> [Exercise brief]
Find the line containing "# test: identify the black shorts" in the material below; copy that line and all following lines exactly.

Dataset rows on where objects appear:

..........

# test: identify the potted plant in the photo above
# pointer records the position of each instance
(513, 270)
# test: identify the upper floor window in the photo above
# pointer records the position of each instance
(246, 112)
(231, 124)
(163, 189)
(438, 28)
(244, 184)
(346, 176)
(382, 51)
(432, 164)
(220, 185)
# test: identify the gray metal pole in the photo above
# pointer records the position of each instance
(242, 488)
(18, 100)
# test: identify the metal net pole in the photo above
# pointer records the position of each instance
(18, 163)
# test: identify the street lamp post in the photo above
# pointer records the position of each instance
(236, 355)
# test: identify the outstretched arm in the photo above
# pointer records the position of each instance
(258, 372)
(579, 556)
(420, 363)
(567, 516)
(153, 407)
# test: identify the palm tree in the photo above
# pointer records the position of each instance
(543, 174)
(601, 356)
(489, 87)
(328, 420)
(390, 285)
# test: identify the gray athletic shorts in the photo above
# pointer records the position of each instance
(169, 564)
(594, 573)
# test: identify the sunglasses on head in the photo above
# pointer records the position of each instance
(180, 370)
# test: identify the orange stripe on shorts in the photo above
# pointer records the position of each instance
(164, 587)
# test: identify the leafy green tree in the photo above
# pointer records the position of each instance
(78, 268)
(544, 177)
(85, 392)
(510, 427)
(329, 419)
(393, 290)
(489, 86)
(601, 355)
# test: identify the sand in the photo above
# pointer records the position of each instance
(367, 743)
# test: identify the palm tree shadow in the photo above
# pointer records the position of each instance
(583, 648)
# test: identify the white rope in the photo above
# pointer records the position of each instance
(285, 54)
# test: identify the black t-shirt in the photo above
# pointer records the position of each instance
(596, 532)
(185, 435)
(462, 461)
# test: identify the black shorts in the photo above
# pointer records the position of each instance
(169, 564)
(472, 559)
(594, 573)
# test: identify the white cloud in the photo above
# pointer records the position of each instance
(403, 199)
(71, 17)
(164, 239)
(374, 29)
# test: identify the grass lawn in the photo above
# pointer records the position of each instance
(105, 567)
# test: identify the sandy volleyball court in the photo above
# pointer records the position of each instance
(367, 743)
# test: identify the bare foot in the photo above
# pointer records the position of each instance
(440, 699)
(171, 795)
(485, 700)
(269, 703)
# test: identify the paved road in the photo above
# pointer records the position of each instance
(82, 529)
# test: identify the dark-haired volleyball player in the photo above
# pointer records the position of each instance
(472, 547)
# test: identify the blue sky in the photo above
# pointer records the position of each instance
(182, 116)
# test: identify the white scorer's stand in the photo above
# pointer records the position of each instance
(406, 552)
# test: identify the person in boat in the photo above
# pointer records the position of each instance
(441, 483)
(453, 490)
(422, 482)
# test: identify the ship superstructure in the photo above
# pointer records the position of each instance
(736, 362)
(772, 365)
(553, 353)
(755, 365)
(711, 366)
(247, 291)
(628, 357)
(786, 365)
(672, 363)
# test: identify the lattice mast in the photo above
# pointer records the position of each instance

..........

> [The reply]
# test: identify the black shorts in the photo above
# pointer records the position of each instance
(169, 564)
(472, 559)
(594, 573)
# test: identify the white cloud in the photo above
# pointer records the position of each instance
(403, 199)
(71, 17)
(164, 239)
(374, 29)
# test: identify the grass lawn in the photo above
# pointer records the position of each instance
(105, 567)
# test: identify the sandy volleyball court in the photo above
# pointer records the position of each instance
(367, 743)
# test: identify the bare foot in the photo above
# pointer records the position of each instance
(440, 699)
(171, 795)
(485, 700)
(269, 703)
# test: identify the paved road in the photo above
# pointer records the position of each instance
(82, 529)
# test: identify the dark-haired volleyball player in the photo above
# pointer records the position of each instance
(472, 547)
# test: identify the blue sky in the photo above
# pointer records the position of each instance
(182, 116)
# test: identify the white scorer's stand in the photo above
# pointer records the position of each instance
(406, 552)
# test: identify the person in boat in the photo above
# pointer records the position of each instance
(441, 483)
(453, 490)
(422, 482)
# test: identify the ship superstructure in the photo above
# pointer records the position of each instance
(736, 362)
(772, 365)
(553, 353)
(755, 365)
(711, 366)
(247, 291)
(628, 357)
(786, 365)
(672, 363)
# test: identify the lattice mast in the photo above
# pointer records the position of each instance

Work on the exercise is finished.